• Records for this exercise
********************
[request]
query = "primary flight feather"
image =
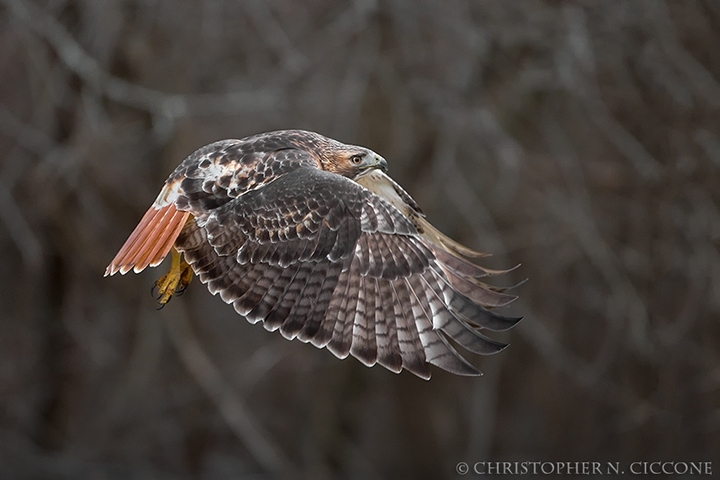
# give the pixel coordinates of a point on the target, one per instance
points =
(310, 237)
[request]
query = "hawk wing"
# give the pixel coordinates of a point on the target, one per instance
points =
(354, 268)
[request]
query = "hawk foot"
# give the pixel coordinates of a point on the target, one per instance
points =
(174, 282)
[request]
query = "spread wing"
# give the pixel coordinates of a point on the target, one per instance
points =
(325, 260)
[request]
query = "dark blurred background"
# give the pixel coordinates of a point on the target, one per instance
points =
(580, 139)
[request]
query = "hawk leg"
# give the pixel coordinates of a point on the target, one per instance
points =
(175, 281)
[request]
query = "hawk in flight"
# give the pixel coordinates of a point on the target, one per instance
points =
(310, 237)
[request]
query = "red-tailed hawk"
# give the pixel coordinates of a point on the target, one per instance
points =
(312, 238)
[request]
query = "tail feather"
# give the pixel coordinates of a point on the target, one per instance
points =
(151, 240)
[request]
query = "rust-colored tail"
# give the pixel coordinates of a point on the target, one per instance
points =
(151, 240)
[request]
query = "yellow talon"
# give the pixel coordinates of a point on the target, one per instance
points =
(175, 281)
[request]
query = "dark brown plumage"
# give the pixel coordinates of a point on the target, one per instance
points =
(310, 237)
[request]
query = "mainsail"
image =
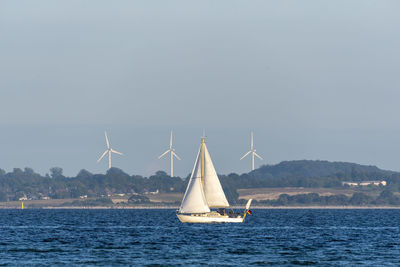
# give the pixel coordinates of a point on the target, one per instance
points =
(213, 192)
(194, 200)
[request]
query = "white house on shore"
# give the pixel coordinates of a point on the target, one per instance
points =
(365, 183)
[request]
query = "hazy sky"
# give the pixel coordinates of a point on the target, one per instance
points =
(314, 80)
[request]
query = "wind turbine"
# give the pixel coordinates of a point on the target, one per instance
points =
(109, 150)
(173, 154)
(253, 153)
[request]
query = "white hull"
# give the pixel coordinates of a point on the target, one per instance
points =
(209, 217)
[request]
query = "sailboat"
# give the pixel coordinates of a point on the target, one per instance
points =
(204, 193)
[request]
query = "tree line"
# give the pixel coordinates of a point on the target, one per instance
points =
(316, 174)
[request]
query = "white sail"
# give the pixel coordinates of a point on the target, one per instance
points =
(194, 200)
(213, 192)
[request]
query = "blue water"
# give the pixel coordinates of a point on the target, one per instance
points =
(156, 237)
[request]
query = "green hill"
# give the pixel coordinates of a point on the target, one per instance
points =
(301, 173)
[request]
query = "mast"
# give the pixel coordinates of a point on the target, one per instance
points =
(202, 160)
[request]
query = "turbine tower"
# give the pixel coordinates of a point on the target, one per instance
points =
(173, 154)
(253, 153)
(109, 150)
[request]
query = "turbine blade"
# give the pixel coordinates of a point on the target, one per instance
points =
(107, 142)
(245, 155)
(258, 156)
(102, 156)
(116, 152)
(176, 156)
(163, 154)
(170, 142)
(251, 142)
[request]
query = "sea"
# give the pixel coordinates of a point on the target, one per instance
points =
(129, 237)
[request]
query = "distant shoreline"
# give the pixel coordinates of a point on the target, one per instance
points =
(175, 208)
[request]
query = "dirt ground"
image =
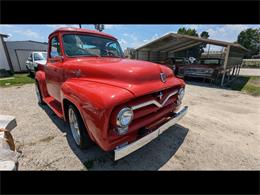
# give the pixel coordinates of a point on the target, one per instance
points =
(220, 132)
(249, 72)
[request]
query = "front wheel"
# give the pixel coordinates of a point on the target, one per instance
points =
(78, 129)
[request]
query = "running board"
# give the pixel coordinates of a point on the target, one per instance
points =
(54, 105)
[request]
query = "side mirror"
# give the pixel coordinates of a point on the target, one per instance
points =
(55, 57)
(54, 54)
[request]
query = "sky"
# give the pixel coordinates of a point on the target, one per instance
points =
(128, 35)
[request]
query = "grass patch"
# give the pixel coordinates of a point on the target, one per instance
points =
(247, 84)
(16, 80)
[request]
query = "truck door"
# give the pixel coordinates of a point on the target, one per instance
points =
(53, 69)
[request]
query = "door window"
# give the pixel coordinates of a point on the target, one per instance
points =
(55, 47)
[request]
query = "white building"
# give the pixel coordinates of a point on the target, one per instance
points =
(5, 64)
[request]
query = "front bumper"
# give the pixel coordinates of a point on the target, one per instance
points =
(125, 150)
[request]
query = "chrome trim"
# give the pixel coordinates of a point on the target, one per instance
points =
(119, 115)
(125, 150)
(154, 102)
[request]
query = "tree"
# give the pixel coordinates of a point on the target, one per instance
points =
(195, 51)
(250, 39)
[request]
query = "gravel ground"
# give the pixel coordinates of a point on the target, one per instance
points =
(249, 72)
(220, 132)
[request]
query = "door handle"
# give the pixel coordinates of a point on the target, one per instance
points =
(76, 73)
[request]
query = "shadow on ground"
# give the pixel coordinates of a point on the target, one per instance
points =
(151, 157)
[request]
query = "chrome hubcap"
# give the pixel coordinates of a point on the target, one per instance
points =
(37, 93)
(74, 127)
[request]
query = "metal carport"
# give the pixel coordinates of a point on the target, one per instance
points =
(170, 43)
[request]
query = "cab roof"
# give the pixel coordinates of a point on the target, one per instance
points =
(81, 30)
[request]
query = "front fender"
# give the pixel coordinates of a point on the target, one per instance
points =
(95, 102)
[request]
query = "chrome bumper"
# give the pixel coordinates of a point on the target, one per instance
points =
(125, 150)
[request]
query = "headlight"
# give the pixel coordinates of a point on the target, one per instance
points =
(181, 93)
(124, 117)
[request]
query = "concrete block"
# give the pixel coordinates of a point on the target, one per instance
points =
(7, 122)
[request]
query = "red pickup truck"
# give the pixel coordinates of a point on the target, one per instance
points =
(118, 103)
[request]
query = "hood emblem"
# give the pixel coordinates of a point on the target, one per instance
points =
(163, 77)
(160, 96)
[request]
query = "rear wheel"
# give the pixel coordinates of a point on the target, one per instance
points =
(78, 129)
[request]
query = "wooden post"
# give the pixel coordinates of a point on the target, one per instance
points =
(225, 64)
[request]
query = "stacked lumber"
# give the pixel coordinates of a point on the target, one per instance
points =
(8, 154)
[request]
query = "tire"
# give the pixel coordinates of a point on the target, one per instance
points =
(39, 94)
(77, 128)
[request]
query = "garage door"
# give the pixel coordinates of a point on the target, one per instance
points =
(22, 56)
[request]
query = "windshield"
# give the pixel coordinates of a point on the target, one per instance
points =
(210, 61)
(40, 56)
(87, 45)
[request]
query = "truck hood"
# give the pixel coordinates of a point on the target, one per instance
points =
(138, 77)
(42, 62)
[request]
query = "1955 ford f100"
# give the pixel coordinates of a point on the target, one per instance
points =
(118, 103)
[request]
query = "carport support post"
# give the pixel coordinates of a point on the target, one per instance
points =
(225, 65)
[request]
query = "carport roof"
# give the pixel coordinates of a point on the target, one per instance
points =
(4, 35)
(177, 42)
********************
• Short exercise
Except for the pictures, reproduce every line exactly.

• Answer
[request]
query = "primary flight feather"
image =
# give the pixel coordinates of a point on the target, one per instance
points =
(310, 237)
[request]
query = "hawk wing"
# give the pixel coordinates of a point on the target, one per instance
points =
(354, 268)
[request]
query = "hawk foot"
# give the pixel coordinates of a point on the target, one per instance
points =
(174, 282)
[request]
query = "spread wing"
# give the pixel coordinates of a point on the target, one per instance
points =
(325, 260)
[request]
query = "dark blurred background"
# give the pixel coordinates of a point on the target, one per instance
points =
(580, 139)
[request]
query = "hawk leg"
# give the pixel coordinates of a point on the target, one per instance
points =
(175, 281)
[request]
query = "hawk in flight"
# give the pixel coordinates of a point on the target, one per instance
points =
(310, 237)
[request]
query = "red-tailed hawk"
# give the pixel coordinates of a point on the target, one per instance
points =
(312, 238)
[request]
query = "tail feather"
# give the pixel coordinates of a point on the target, one per instance
points =
(151, 240)
[request]
query = "rust-colored tail"
# give the pixel coordinates of a point on the target, one per instance
points =
(151, 240)
[request]
query = "yellow talon"
# give the pixel coordinates of a point on the target, one per instance
points =
(175, 281)
[request]
query = "dark brown plumage"
# give the pixel coordinates of a point on the target, one per instance
points =
(310, 237)
[request]
query = "mainsail"
image =
# give the pixel coordinates of a point on the target, one per instance
points =
(213, 192)
(194, 200)
[request]
query = "white house on shore"
# give the pixel coordinates of a point on the target, one per instance
points =
(365, 183)
[request]
query = "hazy sky"
# give the pixel coordinates of a point on the target, one per instance
points =
(314, 80)
[request]
query = "wind turbine"
# give the pixel coordinates of a point on the target, one per instance
points =
(109, 150)
(173, 154)
(253, 153)
[request]
query = "white hull"
# give the pixel coordinates of a point on the target, one per instance
points =
(209, 217)
[request]
query = "sailboat"
# give the pixel coordinates of a point on the target, one per instance
points =
(204, 193)
[request]
query = "tree line"
# give the pixel coordinates of a point on the target, one per instance
points =
(316, 174)
[request]
query = "white sail"
# give the pixel coordinates of a point on the target, one per instance
points =
(194, 200)
(213, 192)
[request]
query = "blue water"
# give the pixel coordinates of a point on the target, one per instance
points =
(156, 237)
[request]
query = "green hill"
# give the pixel coordinates of a point on the target, one per instance
points =
(301, 173)
[request]
query = "mast"
# give the pixel coordinates of a point on the target, one per instance
points =
(202, 160)
[request]
query = "turbine tower"
# give the pixel coordinates of a point on the target, one per instance
points =
(173, 154)
(253, 153)
(109, 150)
[request]
query = "turbine blade"
# give the pixel coordinates of a point on the target, one per instance
points =
(107, 142)
(245, 155)
(258, 156)
(102, 156)
(116, 152)
(176, 156)
(163, 154)
(170, 142)
(251, 142)
[request]
query = "sea"
# give the pixel coordinates of a point on the target, one per instance
points =
(129, 237)
[request]
query = "distant shoreline"
# give the pixel coordinates of a point on the target, one per instance
points =
(175, 208)
[request]
query = "dirt ground"
image =
# give the pixel coordinates of a point on the target, one per instance
points =
(220, 132)
(249, 72)
[request]
query = "front wheel"
# give the pixel coordinates of a point on the target, one per instance
points =
(78, 129)
[request]
query = "running board"
# give the pixel coordinates of a point on the target, one per instance
points =
(54, 105)
[request]
query = "side mirror"
# give the pixel coordinates of a point on the target, one per instance
points =
(55, 57)
(54, 54)
[request]
query = "sky"
# give the pixel coordinates of a point on the target, one per instance
points =
(128, 35)
[request]
query = "grass patch"
# give the pixel coordinates of a point on the target, one per instance
points =
(247, 84)
(16, 80)
[request]
query = "truck door"
# give the pixel coordinates of a point on the target, one per instance
points =
(53, 69)
[request]
query = "door window"
# give the pixel coordinates of a point on the target, one per instance
points =
(55, 47)
[request]
query = "white building"
# give the pixel coordinates of a point on the target, one per instance
points =
(5, 64)
[request]
query = "front bumper"
# give the pixel coordinates of a point on the target, one per instance
points =
(125, 150)
[request]
query = "chrome trim"
# give the pixel coordinates of a point on the target, one per instance
points =
(119, 115)
(125, 150)
(154, 102)
[request]
query = "tree"
# give the pixel coordinates of a point on the target, one per instance
points =
(195, 51)
(250, 39)
[request]
query = "gravel ground"
# give the pixel coordinates of a point on the target, one per instance
points =
(249, 72)
(220, 132)
[request]
query = "door handle"
# give the pixel coordinates of a point on the target, one per instance
points =
(76, 73)
[request]
query = "shadow on ground"
# give the pixel coordinates of a point on the target, one per instance
points =
(151, 157)
[request]
query = "chrome hubcap"
# give the pixel coordinates of a point on the target, one per instance
points =
(37, 93)
(74, 127)
[request]
query = "metal carport"
# give the pixel coordinates of a point on the target, one per instance
points =
(170, 43)
[request]
query = "cab roof"
# give the pixel coordinates of a point on the target, one per instance
points =
(81, 30)
[request]
query = "front fender"
# give the pixel coordinates of a point on the target, one per instance
points =
(95, 102)
[request]
query = "chrome bumper"
# give the pixel coordinates of a point on the target, one per instance
points =
(125, 150)
[request]
query = "headlight"
# give the pixel coordinates of a point on the target, one per instance
points =
(181, 93)
(124, 117)
[request]
query = "concrete block"
# give the pixel coordinates of a point on the target, one per instance
points =
(7, 122)
[request]
query = "red pickup truck"
# give the pixel coordinates of a point on the target, one per instance
points =
(118, 103)
[request]
query = "hood emblem"
# give the pixel coordinates of a point on the target, one per instance
points =
(163, 77)
(160, 96)
[request]
query = "rear wheel"
# give the pixel coordinates of a point on the target, one per instance
points =
(78, 129)
[request]
query = "wooden post"
# give the pixel coordinates of a point on the target, one per instance
points =
(225, 64)
[request]
query = "stacked lumber"
# give the pixel coordinates of a point on the target, one per instance
points =
(8, 154)
[request]
query = "tire"
# give the pixel coordinates of a point on the target, one per instance
points =
(39, 94)
(77, 128)
[request]
query = "garage door"
# give the pixel coordinates of a point on the target, one per instance
points =
(22, 56)
[request]
query = "windshield"
# give the pixel coordinates of a point on the target, one per instance
points =
(210, 61)
(40, 56)
(87, 45)
[request]
query = "truck hood"
# give the pixel coordinates of a point on the target, one per instance
points =
(138, 77)
(42, 62)
[request]
query = "1955 ford f100"
# give the pixel coordinates of a point on the target, one per instance
points =
(118, 103)
[request]
query = "carport support post"
# give the pixel coordinates of a point on the target, one per instance
points =
(225, 65)
[request]
query = "carport roof"
# give the pixel coordinates of a point on the target, one per instance
points =
(4, 35)
(177, 42)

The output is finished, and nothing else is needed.